Direction:
Exactly reproduce the line containing "TARGET = lizard mouth" together with every line after it, through the end of the entries, and give nothing more.

Data to use:

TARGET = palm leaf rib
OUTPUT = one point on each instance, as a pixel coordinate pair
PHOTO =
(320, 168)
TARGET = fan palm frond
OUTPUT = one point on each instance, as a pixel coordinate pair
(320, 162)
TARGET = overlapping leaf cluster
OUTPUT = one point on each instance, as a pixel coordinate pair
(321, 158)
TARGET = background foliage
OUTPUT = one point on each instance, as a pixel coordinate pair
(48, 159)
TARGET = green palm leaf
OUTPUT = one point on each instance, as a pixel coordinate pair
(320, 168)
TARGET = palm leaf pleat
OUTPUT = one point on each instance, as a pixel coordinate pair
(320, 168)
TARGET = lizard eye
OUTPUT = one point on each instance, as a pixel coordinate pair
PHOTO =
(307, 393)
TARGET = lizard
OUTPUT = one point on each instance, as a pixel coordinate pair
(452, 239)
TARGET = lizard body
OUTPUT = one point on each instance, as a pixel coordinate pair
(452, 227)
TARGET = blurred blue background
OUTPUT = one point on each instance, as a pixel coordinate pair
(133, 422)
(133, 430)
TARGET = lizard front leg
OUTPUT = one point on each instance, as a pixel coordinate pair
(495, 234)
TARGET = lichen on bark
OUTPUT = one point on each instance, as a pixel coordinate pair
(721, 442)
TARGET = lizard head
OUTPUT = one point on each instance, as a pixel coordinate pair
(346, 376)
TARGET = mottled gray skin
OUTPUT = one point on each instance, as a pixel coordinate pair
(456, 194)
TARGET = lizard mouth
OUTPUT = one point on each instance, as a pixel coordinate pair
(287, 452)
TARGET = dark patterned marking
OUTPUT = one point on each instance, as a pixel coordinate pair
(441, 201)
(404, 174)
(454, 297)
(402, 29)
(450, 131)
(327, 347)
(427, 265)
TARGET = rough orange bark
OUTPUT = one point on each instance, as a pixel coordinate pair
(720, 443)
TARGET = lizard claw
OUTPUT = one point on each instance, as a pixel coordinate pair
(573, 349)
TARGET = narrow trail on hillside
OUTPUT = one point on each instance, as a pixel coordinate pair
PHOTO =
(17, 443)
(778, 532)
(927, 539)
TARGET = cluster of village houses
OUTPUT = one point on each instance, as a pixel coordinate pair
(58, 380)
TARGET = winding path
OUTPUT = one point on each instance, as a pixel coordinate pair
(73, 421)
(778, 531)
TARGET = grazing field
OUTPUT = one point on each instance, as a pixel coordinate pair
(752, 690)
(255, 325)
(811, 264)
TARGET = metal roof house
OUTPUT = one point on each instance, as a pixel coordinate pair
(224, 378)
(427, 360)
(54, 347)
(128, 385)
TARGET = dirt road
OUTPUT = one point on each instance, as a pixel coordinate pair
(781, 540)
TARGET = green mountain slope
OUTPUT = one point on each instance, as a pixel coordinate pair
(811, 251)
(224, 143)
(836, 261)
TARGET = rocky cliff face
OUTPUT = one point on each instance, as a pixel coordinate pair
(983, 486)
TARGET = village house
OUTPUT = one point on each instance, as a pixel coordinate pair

Output below:
TARGET = lizard mouth
OUTPUT = one point on each instance, as a pixel coordinate pair
(287, 452)
TARGET = dark patterned marking
OUTPUT = one point on each instance, as a pixel coordinate pair
(441, 201)
(404, 174)
(454, 297)
(402, 29)
(450, 131)
(327, 347)
(427, 265)
TARGET = rough orange bark
OUTPUT = one point on each instance, as a pixel coordinate pair
(720, 443)
TARGET = lizard claw
OUTPUT = one point on each instance, as a pixel coordinate pair
(573, 349)
TARGET = narrow trail on hillside
OUTPUT = one point on each instance, as a pixel coordinate pair
PHOTO =
(17, 443)
(778, 532)
(927, 539)
TARGET = cluster of village houses
OUTPUT = one point on each instance, as a pixel coordinate pair
(58, 380)
TARGET = winding path
OUTPUT = one point on each instance, as a pixel coordinate pair
(73, 421)
(778, 531)
TARGET = grazing field
OUTPUT = one point on each instance, as a pixel coordinate pair
(752, 690)
(255, 325)
(811, 264)
TARGET = metal roof house
OUTPUT = one point on each instance, as a pixel coordinate pair
(224, 378)
(427, 360)
(54, 347)
(128, 385)
TARGET = dirt road
OUTPUT = one point on each instance, as a pixel coordinate pair
(781, 540)
TARGET = green mountain slope
OUTPUT = one point on each instance, as a pixel coordinate pair
(811, 251)
(224, 143)
(836, 261)
TARGET = rocky cliff face
OUTPUT = one point on each instance, as a pixel coordinate pair
(983, 486)
TARGET = village house
OUTPUT = one point on each instance, as a pixel coordinate pair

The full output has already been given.